Stated goal 1:
Answer these questions using the page on the men's 120 yards hurdles at the 1966 British Empire and Commonwealth Games:
(a) Who took the bronze medal, and which country did he represent?
(b) Which event later replaced the 120 yards hurdles at the Games?
(c) How many athletes from each heat qualified directly for the final?

begin Passage

- Venue: Independence Park, Kingston
- Dates: August 11, 1966

Medalists
| gold medal | David Hemery | England |
| silver medal | Mike Parker | England |
| bronze medal | Ghulam Raziq | Pakistan |

= Athletics at the 1966 British Empire and Commonwealth Games – Men's 120 yards hurdles =

The men's 120 yards hurdles event at the 1966 British Empire and Commonwealth Games was held on 11 August at the Independence Park in Kingston, Jamaica. It was the last time that the imperial distance was contested at the Games later replaced by the 110 metres hurdles.

==Medalists==

Medallists
| Gold | Silver | Bronze |
|---|---|---|
| David Hemery England | Mike Parker England | Ghulam Raziq Pakistan |

==Results==
===Heats===

Qualification: First 2 in each heat (Q) and the next 2 fastest (q) qualify for the final.

end Passage
begin Exercise inputs

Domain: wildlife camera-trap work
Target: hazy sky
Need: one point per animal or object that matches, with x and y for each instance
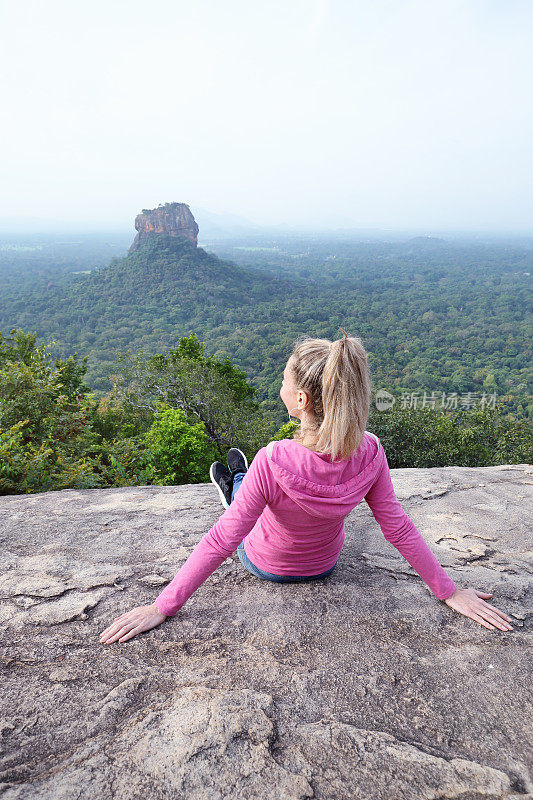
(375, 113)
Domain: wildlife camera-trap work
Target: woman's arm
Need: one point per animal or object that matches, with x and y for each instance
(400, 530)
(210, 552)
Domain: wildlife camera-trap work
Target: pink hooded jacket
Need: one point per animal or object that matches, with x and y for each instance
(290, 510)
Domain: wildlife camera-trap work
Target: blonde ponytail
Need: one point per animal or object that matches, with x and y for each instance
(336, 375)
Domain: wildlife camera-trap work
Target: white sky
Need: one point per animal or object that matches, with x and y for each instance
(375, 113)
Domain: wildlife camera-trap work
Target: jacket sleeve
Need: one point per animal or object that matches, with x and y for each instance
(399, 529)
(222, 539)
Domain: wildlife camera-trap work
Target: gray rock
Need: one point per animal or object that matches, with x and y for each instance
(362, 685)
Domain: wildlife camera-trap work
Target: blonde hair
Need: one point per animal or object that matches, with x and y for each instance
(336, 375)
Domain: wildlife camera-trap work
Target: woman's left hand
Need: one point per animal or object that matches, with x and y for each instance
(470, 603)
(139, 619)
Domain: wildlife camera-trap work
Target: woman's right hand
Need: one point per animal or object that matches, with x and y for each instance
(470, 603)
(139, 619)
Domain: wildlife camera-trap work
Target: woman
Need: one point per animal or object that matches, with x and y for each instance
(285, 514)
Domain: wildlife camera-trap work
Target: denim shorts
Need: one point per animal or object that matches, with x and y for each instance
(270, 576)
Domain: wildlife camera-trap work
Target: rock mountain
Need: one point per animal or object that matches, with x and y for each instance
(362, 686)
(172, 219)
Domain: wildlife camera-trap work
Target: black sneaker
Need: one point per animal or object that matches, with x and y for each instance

end Exercise inputs
begin Exercise inputs

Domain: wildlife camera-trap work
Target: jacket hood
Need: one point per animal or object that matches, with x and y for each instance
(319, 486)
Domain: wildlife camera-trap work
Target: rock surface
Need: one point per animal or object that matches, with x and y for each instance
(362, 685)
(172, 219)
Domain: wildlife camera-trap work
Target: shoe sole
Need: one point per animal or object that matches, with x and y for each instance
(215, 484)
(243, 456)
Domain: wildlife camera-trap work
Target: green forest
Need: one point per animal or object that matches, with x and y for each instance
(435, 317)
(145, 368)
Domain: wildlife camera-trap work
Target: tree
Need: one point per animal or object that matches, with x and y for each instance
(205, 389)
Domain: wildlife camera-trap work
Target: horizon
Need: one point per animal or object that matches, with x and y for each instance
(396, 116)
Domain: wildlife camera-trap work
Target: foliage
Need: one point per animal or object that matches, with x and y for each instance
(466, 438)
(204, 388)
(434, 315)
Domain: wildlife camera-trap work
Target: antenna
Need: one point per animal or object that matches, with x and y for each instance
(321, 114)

end Exercise inputs

Stated goal 2:
Report each line of the records that contains the word "rock", copying every such line in full.

Worked solution 1:
(a) Ghulam Raziq, representing Pakistan.
(b) The 110 metres hurdles.
(c) The first 2 in each heat.

Worked solution 2:
Target: gray rock
Target: rock mountain
Target: rock surface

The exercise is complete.